### [EXERCISE OBJECTIVE]
In the text on returning to school, rewrite the passage between "So the bigger" and "the motorway occasionally.", inclusive, changing "motorway" to "freeway".

### [TEXT EXCERPT]
☆ ☆ ☆ ☆ ☆ ☆ ☆

The local Director of Education was on the TV last night saying home to school transport was safe but in the next breath that there were not enough resources to provide school transport any other safer way. Two slightly different statements that don’t quite fit together as comfortably as I would have liked if I’m honest.
We’ve reduced the risk of transmitting the virus by seating all pupils and students so that they face the front of the classroom. Or we have pointed all the class straight at the person who is allegedly the most susceptible person in the room. The teacher who stays at the front, at 2 m or more from the students and ‘teaches’. So, what about the essential one to one adult teaching assistant who needs to be beside their young person? What about the personal learning relationships that teaching is all about? They are difficult to create by standing at the front of a room talking and working a whiteboard.
If the teacher gets Covid then the class isolates? I am not even sure that this is clear anymore because the talk is now of if one pupil is affected then .... of close proximity for 15 minutes ..... of if proximity is face to face .... if they are wearing masks (in England an individual school decision, at least when I looked yesterday) .... then confusion about if more than one student in a bubble is affected.
The risk is also bigger than a class or a year group. It is 30 families if it’s a class maybe over 100 people in the community for 14 days and if it’s a year group .... well you get the idea.
So how do you assess risk in sending children and young people back to school, I guess that the answer is you do not .... or more accurately you cannot. It is just the best guess. I know that I am sitting in an indoor skatepark. I know that it is in a town that last week had proportionally the highest level of new covid-19 infections in England. I know that in that period the age group most affected was between 25 and 35 (apparently because they go dancing according to the Local Director of Public Health on TV last night). I know that the charity running the park fogs between sessions to fight the virus, but I have just realised that I have no idea what the fog is through. I know that I am wearing a mask and that outside of the ramps the skaters and scooter riders are meant to wear theirs. I know that I have alcohol based sanitiser which I use, but I just don’t know what the risk of Covid is as I sit here this afternoon.
The information to ground any decision about going back to school doesn’t exist or if it does it’s confused and conflicted. We probably must cross everything and hope for the best. Children and young people need to go back not exclusively because they are missing their education, that there are gaps in learning. These could be rectified over the rest of their lives at a manageable pace rather than over the course of a term or academic year. Not that remote web based learning isn’t a replacement to the social interaction that happens in a dynamic learning environment but rather because if children and young people don’t go back then the economy can’t start and society as we knew it will not happen like it used too. But that too seems to be a best guess.
So the bigger picture becomes whether I ever really have the information that I need to assess the risks that surround me, especially when a lot of it lies outside my control. Maybe I just have to hope for the best and run across the motorway occasionally.

☆ ☆ ☆ ☆ ☆ ☆ ☆

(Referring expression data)
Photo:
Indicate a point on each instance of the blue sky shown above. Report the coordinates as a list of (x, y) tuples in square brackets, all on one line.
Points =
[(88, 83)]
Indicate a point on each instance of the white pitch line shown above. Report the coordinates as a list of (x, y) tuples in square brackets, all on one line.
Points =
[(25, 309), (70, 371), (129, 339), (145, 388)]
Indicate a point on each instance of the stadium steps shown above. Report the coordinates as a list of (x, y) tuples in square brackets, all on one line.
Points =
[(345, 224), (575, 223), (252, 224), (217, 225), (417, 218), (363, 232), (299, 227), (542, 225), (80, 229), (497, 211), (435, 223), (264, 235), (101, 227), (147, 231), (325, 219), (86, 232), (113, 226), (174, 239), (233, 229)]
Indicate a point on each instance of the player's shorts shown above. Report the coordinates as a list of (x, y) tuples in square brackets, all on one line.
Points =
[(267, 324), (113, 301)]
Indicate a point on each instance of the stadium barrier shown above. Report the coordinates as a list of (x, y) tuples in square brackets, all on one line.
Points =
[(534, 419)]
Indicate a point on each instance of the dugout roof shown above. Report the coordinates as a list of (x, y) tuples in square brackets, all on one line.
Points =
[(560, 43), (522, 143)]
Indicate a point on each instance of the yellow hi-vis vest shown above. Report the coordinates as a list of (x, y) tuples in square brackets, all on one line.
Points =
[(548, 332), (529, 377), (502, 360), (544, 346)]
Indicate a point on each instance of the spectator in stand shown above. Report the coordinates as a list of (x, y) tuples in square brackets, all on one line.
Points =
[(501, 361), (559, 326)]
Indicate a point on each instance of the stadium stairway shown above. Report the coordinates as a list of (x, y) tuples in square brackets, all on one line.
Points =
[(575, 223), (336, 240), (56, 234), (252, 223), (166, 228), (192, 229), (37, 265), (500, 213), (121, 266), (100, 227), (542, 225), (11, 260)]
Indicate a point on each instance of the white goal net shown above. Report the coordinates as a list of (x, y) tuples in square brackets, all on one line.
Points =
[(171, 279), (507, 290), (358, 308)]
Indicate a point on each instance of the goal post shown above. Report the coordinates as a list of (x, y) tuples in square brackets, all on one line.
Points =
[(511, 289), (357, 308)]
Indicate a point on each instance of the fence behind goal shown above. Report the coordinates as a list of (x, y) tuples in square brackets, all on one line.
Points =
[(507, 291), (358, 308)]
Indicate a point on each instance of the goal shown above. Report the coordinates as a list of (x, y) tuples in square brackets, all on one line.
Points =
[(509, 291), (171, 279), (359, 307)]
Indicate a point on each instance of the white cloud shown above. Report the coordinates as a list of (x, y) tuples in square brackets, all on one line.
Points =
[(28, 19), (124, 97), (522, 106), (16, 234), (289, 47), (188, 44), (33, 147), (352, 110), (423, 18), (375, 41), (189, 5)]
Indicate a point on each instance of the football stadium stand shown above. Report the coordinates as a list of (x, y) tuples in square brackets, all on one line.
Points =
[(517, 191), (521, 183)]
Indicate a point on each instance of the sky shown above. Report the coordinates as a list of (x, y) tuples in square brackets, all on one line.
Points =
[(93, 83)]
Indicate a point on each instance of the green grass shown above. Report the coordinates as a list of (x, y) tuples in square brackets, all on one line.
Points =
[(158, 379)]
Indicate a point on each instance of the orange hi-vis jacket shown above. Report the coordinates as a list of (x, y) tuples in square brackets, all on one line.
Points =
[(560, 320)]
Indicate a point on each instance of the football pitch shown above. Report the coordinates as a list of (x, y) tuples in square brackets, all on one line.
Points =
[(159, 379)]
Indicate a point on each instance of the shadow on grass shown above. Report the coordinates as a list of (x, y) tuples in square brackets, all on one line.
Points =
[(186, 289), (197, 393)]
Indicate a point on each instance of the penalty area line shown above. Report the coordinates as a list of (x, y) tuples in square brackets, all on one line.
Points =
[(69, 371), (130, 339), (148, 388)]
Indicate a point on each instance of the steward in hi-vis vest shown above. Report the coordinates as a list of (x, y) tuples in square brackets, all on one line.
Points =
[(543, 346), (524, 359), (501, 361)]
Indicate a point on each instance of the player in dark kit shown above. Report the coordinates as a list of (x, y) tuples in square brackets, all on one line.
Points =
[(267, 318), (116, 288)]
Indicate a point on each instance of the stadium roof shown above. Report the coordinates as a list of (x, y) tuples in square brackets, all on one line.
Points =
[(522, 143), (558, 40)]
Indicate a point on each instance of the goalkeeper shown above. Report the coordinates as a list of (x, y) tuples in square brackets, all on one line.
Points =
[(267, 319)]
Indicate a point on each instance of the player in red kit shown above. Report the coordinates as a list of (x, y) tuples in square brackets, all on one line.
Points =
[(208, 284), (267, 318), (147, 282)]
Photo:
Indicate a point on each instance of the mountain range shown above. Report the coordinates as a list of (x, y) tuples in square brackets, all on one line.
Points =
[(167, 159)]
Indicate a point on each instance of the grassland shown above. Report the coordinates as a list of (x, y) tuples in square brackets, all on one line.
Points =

☆ ☆ ☆ ☆ ☆ ☆ ☆

### [ANSWER BOX]
So the bigger picture becomes whether I ever really have the information that I need to assess the risks that surround me, especially when a lot of it lies outside my control. Maybe I just have to hope for the best and run across the freeway occasionally.